(Saved items)
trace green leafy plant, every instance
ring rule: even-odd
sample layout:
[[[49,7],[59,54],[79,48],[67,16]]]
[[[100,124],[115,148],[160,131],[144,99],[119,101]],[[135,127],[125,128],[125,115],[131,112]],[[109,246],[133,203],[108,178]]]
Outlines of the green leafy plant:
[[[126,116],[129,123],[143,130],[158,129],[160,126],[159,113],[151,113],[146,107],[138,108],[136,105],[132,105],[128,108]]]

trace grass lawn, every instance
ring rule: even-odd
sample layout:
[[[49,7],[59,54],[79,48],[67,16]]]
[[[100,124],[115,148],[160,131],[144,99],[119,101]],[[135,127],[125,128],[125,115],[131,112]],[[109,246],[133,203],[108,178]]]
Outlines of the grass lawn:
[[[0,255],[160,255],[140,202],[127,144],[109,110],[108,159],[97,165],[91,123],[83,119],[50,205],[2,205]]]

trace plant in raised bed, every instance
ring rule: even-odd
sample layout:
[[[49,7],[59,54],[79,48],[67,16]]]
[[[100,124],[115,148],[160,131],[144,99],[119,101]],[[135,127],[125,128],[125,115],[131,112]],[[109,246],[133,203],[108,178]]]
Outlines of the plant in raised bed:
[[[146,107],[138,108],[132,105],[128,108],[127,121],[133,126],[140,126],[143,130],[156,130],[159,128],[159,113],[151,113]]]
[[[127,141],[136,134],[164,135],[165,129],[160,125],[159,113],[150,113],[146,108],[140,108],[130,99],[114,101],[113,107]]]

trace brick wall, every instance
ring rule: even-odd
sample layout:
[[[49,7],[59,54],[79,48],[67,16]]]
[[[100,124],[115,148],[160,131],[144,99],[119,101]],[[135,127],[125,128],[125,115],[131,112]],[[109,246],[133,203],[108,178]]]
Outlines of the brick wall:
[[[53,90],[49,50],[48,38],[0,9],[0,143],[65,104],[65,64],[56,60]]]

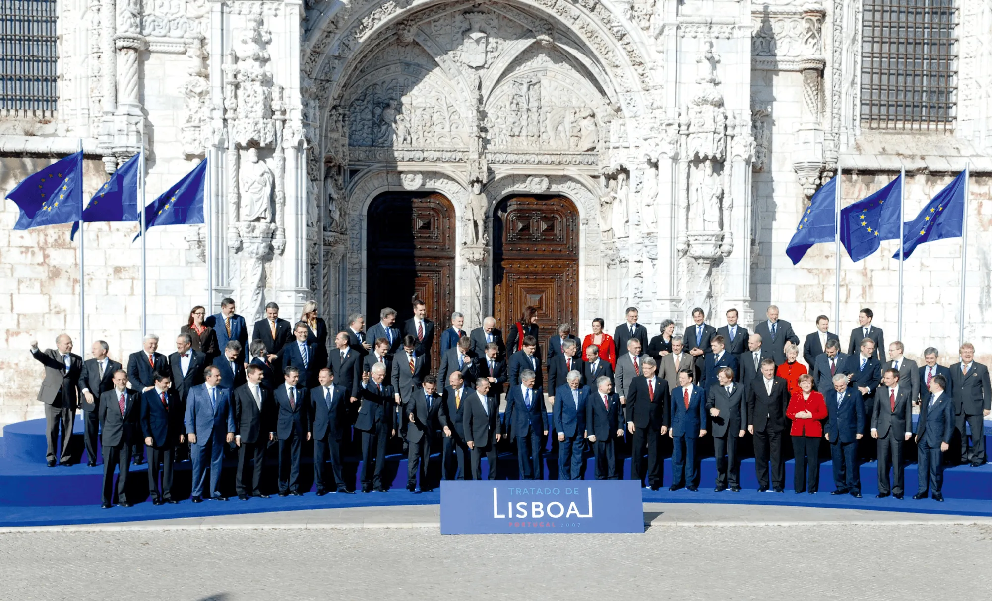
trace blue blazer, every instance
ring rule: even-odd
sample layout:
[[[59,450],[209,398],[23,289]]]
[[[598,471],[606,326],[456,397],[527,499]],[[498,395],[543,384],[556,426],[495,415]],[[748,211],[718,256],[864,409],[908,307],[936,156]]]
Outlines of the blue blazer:
[[[520,389],[517,389],[520,392]],[[576,434],[581,435],[585,431],[585,403],[589,398],[589,389],[585,386],[578,388],[578,407],[571,396],[571,388],[565,384],[559,386],[555,391],[555,405],[552,407],[552,415],[555,417],[555,430],[563,433],[568,438],[573,438]]]
[[[189,389],[189,396],[186,397],[186,433],[196,434],[197,446],[206,444],[211,435],[218,442],[223,442],[224,435],[234,431],[234,414],[230,408],[231,391],[219,386],[216,391],[217,404],[214,408],[210,407],[205,384]],[[227,429],[224,429],[225,426]]]
[[[684,397],[681,386],[672,391],[672,435],[698,438],[706,424],[706,395],[701,387],[693,386],[687,410]]]
[[[857,440],[855,434],[865,431],[865,408],[861,393],[856,388],[848,388],[841,394],[843,400],[840,407],[837,407],[837,391],[831,388],[823,394],[826,403],[825,433],[830,434],[830,444],[854,442]]]

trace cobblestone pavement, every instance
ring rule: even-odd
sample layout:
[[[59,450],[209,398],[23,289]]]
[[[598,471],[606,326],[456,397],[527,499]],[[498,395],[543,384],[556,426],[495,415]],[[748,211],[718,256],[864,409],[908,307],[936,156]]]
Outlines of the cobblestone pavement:
[[[34,532],[0,534],[0,598],[987,599],[990,562],[986,524]]]

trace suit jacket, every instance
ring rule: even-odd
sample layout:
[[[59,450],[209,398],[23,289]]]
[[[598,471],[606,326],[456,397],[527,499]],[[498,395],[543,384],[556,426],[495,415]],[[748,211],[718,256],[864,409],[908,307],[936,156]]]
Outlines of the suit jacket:
[[[185,433],[179,394],[175,390],[166,391],[166,405],[163,405],[158,391],[150,390],[141,395],[140,405],[142,437],[151,436],[154,446],[159,448],[173,448],[179,444],[180,435]]]
[[[654,396],[648,394],[646,377],[634,378],[627,391],[625,409],[627,421],[633,421],[640,428],[652,427],[658,433],[661,426],[669,425],[672,421],[672,400],[669,398],[669,383],[657,374],[652,380]]]
[[[462,415],[462,428],[465,441],[483,447],[494,443],[496,434],[501,433],[496,400],[492,397],[480,397],[478,393],[471,391],[463,406],[465,411]]]
[[[212,327],[217,334],[217,352],[223,354],[227,343],[237,340],[241,343],[241,354],[238,355],[238,359],[244,362],[245,353],[248,351],[248,324],[245,323],[245,318],[237,313],[231,313],[230,321],[231,335],[228,336],[223,313],[214,313],[203,319],[203,323]]]
[[[885,333],[882,331],[881,327],[875,327],[874,325],[869,326],[868,338],[875,341],[875,354],[872,355],[878,362],[885,362]],[[860,325],[851,330],[851,339],[847,343],[847,354],[857,355],[861,352],[861,341],[865,339],[864,328]]]
[[[311,388],[310,391],[310,403],[307,408],[310,411],[310,430],[313,432],[314,440],[324,440],[327,436],[341,440],[348,426],[350,392],[340,386],[331,386],[333,389],[327,397],[324,396],[322,386]]]
[[[429,408],[424,389],[413,392],[403,410],[403,420],[407,421],[407,440],[416,443],[424,436],[428,436],[429,439],[434,437],[434,433],[440,429],[440,408],[443,405],[444,400],[441,395],[434,393],[431,397]],[[410,414],[414,414],[413,421],[410,421]]]
[[[117,391],[110,389],[100,395],[97,416],[100,421],[100,443],[104,448],[141,443],[141,398],[133,390],[125,390],[124,395],[123,416]]]
[[[789,383],[784,378],[772,378],[772,394],[765,389],[765,377],[752,379],[745,387],[747,396],[747,424],[756,432],[781,432],[786,428],[786,411],[789,409]]]
[[[834,355],[834,374],[844,373],[844,364],[847,362],[847,355],[837,351]],[[816,387],[816,392],[820,394],[833,388],[833,375],[830,374],[830,358],[826,353],[820,353],[812,362],[812,382]]]
[[[776,365],[782,365],[786,362],[786,342],[800,343],[800,337],[793,331],[793,324],[785,319],[779,319],[775,322],[774,340],[772,339],[772,330],[768,327],[768,319],[756,323],[754,333],[761,334],[761,346],[772,353]]]
[[[913,391],[900,380],[899,391],[896,393],[896,409],[893,411],[889,399],[889,387],[878,387],[872,407],[871,427],[878,431],[879,438],[889,435],[890,429],[892,435],[899,440],[904,438],[906,432],[913,431]]]
[[[962,374],[958,361],[950,366],[950,381],[956,415],[980,416],[982,410],[992,409],[989,368],[972,359],[968,373]]]
[[[545,394],[540,386],[531,389],[531,407],[527,407],[520,386],[510,387],[506,394],[506,428],[511,437],[526,436],[531,428],[543,434],[548,430],[548,412],[545,411]]]
[[[706,427],[706,395],[698,386],[692,387],[685,409],[685,391],[676,387],[672,391],[672,435],[698,438],[699,430]]]
[[[706,414],[714,407],[720,415],[711,417],[713,435],[737,437],[737,432],[747,423],[747,397],[739,384],[730,384],[730,393],[720,385],[713,386],[706,394]],[[788,407],[788,404],[786,405]]]
[[[56,358],[58,361],[58,358]],[[79,392],[88,390],[93,395],[93,405],[86,403],[84,397],[80,397],[79,405],[83,411],[93,412],[100,406],[100,396],[108,390],[114,388],[114,372],[121,368],[121,364],[112,359],[107,359],[107,368],[103,370],[103,378],[100,378],[100,366],[96,359],[86,359],[82,364],[82,371],[79,372]],[[48,366],[46,365],[46,376],[48,376]]]
[[[241,436],[241,442],[267,442],[269,432],[276,431],[276,402],[272,391],[259,384],[262,391],[262,407],[259,407],[251,386],[246,382],[231,393],[234,433]]]
[[[743,353],[748,352],[747,344],[748,340],[751,338],[751,332],[747,331],[747,328],[737,324],[737,329],[734,331],[734,339],[730,339],[730,326],[721,325],[716,328],[716,334],[718,336],[723,336],[723,351],[730,353],[731,355],[738,356]]]
[[[535,380],[534,388],[541,388],[544,384],[542,378],[541,370],[541,357],[538,355],[537,351],[534,352],[533,359],[528,357],[525,351],[517,351],[510,357],[510,386],[520,386],[520,374],[523,373],[525,369],[534,370]]]
[[[840,342],[840,338],[837,334],[832,332],[826,332],[827,340],[836,340]],[[837,349],[839,352],[839,348]],[[819,330],[812,332],[811,334],[806,334],[806,339],[803,342],[803,360],[806,362],[806,366],[809,371],[812,372],[813,365],[815,365],[816,357],[822,355],[826,352],[823,345],[819,343]]]
[[[302,441],[307,432],[310,431],[310,410],[308,405],[310,391],[299,383],[296,391],[296,401],[292,405],[285,384],[278,387],[273,395],[276,399],[276,437],[280,440],[288,440],[296,432],[298,436],[302,436]]]
[[[231,391],[219,386],[214,390],[217,391],[215,407],[210,405],[210,396],[205,384],[189,389],[189,395],[186,397],[186,411],[184,421],[186,431],[187,434],[196,434],[195,444],[197,446],[205,445],[211,436],[216,437],[217,441],[220,442],[224,439],[224,434],[234,431],[234,414],[230,408]]]
[[[148,362],[148,354],[144,350],[131,353],[127,360],[127,380],[131,383],[131,390],[139,393],[149,386],[155,386],[155,374],[157,372],[169,373],[169,359],[162,353],[152,355],[155,367]]]
[[[830,389],[823,393],[823,403],[826,404],[826,423],[824,430],[830,435],[828,442],[854,442],[855,434],[865,430],[865,410],[861,393],[855,388],[848,388],[840,393],[842,402],[837,407],[837,391]]]
[[[589,399],[589,388],[580,386],[575,392],[578,394],[578,406],[567,384],[555,390],[555,405],[552,406],[555,430],[568,438],[585,432],[585,405]]]
[[[248,381],[245,376],[244,363],[239,359],[235,359],[233,363],[234,371],[231,371],[231,361],[228,361],[227,357],[220,355],[213,358],[213,366],[220,370],[220,384],[218,385],[220,388],[234,390]]]

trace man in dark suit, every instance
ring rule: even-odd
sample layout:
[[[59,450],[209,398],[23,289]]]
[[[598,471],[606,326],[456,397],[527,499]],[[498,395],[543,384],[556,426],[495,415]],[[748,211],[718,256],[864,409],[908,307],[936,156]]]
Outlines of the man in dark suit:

- _Description of the task_
Turn the lines into a numbered list, starting with the line containing "trace man in dark suit, every instance" and continuing through the end of the items. Omit any blank lines.

- _Result of the exercise_
1. trace man in dark suit, every instance
2. ring rule: even-odd
3. sample layout:
4. [[[59,450],[209,398],[23,289]]]
5. [[[598,471],[606,326],[456,397],[527,499]],[[498,395],[543,384],[556,426],[495,415]],[[748,211],[718,256],[864,409],[908,307],[936,156]]]
6. Outlines of the man in dark suit:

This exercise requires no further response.